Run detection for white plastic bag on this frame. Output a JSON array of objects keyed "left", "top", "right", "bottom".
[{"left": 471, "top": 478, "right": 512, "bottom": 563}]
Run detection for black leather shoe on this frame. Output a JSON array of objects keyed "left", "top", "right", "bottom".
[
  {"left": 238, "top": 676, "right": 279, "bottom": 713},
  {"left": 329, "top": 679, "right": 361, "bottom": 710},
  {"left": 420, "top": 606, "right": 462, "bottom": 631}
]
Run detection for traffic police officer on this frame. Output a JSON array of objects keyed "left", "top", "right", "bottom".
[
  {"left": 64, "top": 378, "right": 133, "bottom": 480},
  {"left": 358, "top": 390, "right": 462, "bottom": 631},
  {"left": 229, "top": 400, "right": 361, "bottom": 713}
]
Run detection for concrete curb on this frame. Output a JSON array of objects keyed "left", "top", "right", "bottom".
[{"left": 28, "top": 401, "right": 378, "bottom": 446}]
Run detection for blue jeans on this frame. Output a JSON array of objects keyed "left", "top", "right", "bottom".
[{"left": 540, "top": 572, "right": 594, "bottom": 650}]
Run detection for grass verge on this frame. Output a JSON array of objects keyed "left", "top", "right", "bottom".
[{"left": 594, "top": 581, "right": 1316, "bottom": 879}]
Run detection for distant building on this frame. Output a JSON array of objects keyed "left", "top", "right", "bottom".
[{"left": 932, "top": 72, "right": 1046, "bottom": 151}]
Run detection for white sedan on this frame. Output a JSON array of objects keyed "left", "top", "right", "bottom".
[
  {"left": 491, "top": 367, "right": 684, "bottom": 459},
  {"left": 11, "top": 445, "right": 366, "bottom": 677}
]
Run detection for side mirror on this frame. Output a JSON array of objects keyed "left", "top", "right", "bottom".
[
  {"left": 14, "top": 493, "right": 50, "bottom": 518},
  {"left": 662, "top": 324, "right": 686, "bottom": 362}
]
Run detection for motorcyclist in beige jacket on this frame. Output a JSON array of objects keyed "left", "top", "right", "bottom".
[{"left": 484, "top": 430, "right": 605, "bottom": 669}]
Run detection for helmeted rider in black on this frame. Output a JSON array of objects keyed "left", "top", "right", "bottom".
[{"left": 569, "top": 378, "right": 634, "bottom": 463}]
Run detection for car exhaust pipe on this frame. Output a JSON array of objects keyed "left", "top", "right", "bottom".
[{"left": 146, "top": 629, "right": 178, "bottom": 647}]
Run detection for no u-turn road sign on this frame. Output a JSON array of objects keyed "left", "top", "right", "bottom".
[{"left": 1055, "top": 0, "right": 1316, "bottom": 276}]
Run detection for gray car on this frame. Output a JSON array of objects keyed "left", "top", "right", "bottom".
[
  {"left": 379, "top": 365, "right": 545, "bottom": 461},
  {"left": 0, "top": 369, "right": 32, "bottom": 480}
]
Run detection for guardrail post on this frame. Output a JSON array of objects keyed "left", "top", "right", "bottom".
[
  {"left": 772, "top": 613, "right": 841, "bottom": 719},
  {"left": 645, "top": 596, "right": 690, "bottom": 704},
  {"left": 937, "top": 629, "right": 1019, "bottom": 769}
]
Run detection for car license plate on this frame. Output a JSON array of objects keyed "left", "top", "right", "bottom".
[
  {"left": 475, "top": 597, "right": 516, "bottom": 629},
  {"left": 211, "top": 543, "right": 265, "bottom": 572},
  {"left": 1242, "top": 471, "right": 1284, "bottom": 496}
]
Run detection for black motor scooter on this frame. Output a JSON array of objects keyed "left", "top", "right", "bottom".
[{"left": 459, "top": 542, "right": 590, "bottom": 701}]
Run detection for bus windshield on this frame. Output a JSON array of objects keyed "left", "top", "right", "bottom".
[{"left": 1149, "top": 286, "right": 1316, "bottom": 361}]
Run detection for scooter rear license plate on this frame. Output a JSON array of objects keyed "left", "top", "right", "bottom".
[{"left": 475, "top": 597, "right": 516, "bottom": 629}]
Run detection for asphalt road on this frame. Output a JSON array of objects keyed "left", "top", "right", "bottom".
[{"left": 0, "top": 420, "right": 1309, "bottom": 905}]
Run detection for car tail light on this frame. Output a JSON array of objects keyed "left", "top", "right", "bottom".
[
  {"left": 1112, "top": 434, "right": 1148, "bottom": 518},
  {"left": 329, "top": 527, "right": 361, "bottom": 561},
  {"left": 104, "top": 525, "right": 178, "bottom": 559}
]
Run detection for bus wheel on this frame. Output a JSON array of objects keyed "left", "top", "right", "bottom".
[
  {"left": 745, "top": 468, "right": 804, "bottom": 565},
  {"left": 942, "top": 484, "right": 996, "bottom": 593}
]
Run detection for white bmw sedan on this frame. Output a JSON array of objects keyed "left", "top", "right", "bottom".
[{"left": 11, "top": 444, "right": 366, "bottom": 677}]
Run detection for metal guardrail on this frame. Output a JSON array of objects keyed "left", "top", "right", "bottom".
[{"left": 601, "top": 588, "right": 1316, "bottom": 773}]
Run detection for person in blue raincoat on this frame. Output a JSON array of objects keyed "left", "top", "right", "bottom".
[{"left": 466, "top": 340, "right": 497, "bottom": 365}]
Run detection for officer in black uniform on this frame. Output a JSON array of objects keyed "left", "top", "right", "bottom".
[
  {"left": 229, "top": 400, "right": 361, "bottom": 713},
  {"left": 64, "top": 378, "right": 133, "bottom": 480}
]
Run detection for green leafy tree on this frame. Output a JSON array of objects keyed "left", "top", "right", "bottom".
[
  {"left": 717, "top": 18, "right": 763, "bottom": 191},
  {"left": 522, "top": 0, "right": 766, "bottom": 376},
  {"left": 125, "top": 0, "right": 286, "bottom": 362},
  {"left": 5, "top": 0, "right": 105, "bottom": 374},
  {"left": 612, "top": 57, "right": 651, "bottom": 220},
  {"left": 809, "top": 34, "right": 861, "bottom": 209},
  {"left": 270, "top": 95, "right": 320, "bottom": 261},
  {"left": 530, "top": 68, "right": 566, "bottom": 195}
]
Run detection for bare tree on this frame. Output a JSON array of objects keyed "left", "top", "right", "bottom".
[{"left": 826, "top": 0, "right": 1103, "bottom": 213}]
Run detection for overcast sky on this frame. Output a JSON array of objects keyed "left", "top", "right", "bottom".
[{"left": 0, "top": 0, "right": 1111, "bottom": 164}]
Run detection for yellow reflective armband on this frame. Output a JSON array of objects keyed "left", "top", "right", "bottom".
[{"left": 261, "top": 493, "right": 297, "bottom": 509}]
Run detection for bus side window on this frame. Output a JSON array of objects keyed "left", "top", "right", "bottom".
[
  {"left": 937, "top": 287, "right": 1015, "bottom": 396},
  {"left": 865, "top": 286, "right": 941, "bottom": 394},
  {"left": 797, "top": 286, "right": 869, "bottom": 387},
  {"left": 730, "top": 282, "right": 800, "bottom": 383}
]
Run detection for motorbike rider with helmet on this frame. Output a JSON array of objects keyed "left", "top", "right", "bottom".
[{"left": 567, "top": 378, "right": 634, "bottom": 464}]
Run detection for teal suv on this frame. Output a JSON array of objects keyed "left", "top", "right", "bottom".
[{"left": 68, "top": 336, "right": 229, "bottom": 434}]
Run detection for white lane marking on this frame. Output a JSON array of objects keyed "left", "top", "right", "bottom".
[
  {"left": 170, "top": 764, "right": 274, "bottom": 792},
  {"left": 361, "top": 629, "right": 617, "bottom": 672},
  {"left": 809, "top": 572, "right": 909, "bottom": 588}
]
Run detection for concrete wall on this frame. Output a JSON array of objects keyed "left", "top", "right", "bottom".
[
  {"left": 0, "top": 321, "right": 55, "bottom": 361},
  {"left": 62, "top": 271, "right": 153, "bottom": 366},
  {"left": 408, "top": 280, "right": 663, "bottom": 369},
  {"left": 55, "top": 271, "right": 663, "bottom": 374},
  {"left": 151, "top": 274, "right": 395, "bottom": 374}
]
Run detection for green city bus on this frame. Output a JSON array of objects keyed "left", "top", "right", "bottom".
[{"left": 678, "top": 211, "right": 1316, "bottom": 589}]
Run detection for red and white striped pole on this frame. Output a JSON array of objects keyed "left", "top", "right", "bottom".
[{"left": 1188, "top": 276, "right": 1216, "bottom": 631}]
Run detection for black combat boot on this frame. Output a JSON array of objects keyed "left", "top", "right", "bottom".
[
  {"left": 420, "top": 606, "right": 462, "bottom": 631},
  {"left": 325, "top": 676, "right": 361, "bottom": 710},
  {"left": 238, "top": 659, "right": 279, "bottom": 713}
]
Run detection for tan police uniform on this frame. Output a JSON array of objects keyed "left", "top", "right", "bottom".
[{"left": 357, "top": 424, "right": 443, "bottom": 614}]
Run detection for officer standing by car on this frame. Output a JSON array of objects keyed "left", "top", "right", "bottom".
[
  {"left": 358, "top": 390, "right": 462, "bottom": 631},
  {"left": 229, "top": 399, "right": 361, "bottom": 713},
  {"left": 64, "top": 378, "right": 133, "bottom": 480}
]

|---|

◆ Exercise directions: Reproduce the records verbatim, beginning at the line that contains "Run detection for officer standing" and stopping after the final line of the records.

◆ Problem solution:
Run detection for officer standing by car on this frame. Output a JSON array of objects keyed "left", "top", "right", "bottom".
[
  {"left": 358, "top": 390, "right": 462, "bottom": 631},
  {"left": 229, "top": 399, "right": 361, "bottom": 713},
  {"left": 64, "top": 378, "right": 133, "bottom": 480}
]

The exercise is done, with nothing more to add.